- **What is expected**
Copy each line exactly.

Pointing dataset records
----------------------------------------

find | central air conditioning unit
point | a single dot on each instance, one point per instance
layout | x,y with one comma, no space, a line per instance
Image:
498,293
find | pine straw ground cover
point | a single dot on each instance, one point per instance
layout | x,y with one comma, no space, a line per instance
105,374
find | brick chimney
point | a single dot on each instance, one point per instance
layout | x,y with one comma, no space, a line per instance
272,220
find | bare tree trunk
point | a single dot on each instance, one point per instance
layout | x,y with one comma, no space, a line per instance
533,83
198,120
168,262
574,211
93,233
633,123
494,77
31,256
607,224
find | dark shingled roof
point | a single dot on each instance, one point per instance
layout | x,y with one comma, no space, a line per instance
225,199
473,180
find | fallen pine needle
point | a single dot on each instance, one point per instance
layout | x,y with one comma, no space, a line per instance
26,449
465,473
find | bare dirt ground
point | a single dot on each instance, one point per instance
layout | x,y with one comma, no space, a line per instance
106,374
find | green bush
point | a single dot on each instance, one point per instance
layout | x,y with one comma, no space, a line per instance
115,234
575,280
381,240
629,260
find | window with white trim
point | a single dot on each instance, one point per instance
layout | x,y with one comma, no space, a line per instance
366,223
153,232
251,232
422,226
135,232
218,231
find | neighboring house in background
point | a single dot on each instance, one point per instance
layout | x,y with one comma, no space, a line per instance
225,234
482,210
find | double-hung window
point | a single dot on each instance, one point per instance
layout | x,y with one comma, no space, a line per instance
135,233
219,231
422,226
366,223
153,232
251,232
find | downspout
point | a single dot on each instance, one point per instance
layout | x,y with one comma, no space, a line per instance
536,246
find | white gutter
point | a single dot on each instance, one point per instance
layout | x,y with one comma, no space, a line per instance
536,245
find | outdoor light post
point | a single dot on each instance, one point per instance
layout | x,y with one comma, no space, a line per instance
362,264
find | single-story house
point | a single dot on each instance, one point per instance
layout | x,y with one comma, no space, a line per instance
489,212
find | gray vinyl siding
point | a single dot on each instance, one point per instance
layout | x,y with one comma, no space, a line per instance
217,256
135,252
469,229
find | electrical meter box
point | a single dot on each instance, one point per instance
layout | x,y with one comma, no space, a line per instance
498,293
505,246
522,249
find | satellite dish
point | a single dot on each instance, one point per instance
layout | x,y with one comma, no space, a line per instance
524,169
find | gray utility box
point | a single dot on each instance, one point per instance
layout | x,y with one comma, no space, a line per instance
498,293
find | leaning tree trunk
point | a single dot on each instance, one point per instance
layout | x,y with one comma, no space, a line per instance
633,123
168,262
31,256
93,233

----------------------------------------

- **Solution for this task**
find | central air conditioning unit
point | a single dot on each instance, one point per instance
layout | x,y with one comma, no space, a line per instance
Image:
498,293
find | pine straw ground cover
point | a single dot on each instance, one point per instance
layout | x,y with one comma, no space, a line per instance
105,374
find | brick chimney
point | a single dot on each instance, one point per instance
layout | x,y with one comma, no space, a line per instance
272,220
find | bare tree trunk
point | a single dot on each instance, one point per instance
layout | x,y with one comma, no space, a line per instance
533,83
198,120
168,262
574,211
93,233
633,123
494,77
31,256
607,224
find | dark shingled roof
point | a single dot on each instance, one point per instance
layout | x,y with one comma, no space, a line per instance
225,199
473,180
find | fallen pine needle
point | a single dot on each instance, one point per instance
layout | x,y with one comma, no space, a line per instance
26,449
465,473
find | bare dirt ground
point | a single dot on each instance, one point per instance
layout | x,y with one comma, no space, a line per instance
106,374
find | green bush
point | a single dot on each instance, one point per instance
layout | x,y with one comma, no space, a line per instance
115,234
575,280
381,240
629,260
find | window with white trim
point | a single dot on each instance, one point per instance
layout | x,y with one comma, no space, a line per instance
366,223
153,232
251,232
422,226
135,232
218,231
find | neighboring house in background
point | a single dot on each instance, one point per instance
layout | x,y with one comma, no space, a line per instance
225,234
482,210
find | double-hung window
point | a single dot on each instance, one point per instance
layout | x,y with one comma, no space, a line per instance
135,233
219,231
422,226
366,223
153,232
251,232
find | downspout
point | a single dot on each instance, one point per instance
layout | x,y with one comma, no space, a line per instance
536,246
find | white gutter
point | a single dot on each instance, one point per instance
layout | x,y with one comma, no space, a line per instance
536,245
find | outdoor light post
point | a single dot on each instance, one point per instance
layout | x,y with one comma, no space, a line per instance
362,264
find | single-story house
point | a single dot on each instance, one point per instance
layout | x,y with one comma, no space, a line per instance
489,212
find | gray vinyl siding
point | a single dot on each instance, one point per instance
layout | x,y with one comma, no space, a line per instance
217,256
135,252
469,229
find | electrical meter box
point | a single dot on each instance, one point per instance
layout | x,y with one comma, no space, a line per instance
498,293
505,246
522,249
find | satellite dish
point | a single dot on each instance, one point per instance
layout | x,y with one comma, no space, a line per instance
524,169
find | gray utility box
point | a single dot on each instance, one point per instance
layout | x,y with one comma, no space, a line per instance
498,293
find | leaning tree trunk
point | a single dot on each instance, one point per instance
layout | x,y with one comma, no space, a line per instance
633,123
168,262
31,256
93,233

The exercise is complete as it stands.